--- What to produce ---
Report how many lines in the entries below hold the word "block". Your answer is that number alone.

--- Input data ---
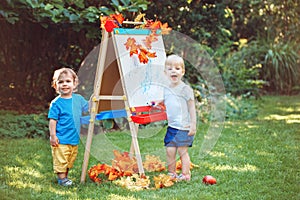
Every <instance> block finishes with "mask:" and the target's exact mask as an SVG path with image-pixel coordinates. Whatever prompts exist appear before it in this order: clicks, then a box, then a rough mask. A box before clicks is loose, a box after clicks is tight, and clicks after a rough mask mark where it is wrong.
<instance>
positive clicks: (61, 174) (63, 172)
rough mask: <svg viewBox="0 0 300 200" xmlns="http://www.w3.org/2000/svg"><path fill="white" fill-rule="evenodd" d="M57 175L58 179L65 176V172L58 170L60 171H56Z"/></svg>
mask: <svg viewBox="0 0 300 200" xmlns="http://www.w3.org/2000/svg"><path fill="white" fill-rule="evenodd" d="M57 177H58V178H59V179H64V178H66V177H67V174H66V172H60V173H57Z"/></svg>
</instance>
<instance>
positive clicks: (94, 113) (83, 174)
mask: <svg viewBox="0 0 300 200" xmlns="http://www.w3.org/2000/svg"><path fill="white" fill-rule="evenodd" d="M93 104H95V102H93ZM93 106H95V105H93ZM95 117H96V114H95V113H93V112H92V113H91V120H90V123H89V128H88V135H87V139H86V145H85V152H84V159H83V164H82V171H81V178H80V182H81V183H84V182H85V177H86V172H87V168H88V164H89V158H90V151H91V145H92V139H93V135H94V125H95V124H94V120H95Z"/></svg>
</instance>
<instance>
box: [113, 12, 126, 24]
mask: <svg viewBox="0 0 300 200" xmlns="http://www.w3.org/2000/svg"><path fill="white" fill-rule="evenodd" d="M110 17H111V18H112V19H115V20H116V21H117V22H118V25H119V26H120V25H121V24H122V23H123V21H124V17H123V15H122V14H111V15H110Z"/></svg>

--

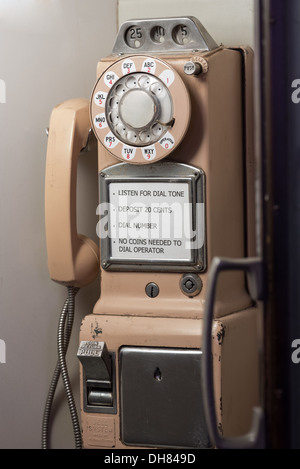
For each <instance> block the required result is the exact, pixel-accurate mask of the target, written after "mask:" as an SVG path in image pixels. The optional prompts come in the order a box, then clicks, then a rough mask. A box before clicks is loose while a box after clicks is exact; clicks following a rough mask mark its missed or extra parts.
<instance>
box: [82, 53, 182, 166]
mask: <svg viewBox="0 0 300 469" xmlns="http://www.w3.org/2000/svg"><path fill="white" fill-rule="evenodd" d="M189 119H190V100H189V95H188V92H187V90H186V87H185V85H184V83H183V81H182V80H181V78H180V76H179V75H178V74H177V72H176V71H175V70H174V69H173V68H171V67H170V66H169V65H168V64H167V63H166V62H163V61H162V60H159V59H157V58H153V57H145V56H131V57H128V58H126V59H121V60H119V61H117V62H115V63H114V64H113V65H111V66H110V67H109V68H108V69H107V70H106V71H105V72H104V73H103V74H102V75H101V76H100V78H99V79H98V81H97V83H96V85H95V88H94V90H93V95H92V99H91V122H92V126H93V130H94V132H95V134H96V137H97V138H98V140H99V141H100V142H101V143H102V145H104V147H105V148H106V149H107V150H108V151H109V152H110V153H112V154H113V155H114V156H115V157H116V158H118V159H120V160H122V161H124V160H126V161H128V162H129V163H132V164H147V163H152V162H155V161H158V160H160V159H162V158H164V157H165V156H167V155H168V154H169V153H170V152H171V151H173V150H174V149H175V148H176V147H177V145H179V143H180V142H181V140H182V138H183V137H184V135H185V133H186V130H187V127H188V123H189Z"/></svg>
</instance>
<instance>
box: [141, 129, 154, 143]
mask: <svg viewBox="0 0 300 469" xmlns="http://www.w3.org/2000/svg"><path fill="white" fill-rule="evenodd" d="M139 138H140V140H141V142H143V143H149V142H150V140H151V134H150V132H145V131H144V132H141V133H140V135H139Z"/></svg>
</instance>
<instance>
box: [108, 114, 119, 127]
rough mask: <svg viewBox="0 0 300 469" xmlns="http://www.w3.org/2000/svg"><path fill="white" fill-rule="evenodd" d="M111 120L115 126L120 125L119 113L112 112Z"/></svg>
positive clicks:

==

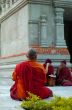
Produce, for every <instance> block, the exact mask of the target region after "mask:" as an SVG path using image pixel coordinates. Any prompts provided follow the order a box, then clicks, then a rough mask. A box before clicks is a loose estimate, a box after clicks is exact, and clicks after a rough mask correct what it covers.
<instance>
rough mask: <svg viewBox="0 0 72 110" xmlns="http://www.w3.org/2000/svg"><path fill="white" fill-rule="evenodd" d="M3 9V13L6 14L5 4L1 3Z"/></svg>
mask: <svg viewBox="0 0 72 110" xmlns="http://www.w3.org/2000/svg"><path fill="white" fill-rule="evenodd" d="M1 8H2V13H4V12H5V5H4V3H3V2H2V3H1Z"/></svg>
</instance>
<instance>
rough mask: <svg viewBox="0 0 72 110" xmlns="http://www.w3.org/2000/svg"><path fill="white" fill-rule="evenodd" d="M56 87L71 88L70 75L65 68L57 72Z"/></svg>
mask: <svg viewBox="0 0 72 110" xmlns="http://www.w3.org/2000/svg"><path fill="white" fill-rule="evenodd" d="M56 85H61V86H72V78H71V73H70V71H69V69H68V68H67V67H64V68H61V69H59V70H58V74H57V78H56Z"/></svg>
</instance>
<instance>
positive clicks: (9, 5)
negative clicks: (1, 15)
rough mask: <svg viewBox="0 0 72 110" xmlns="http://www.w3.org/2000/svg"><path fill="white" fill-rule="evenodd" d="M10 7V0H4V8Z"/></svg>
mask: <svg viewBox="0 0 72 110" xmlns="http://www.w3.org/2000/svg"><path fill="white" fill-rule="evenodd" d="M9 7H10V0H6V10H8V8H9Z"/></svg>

--- Exercise result ---
3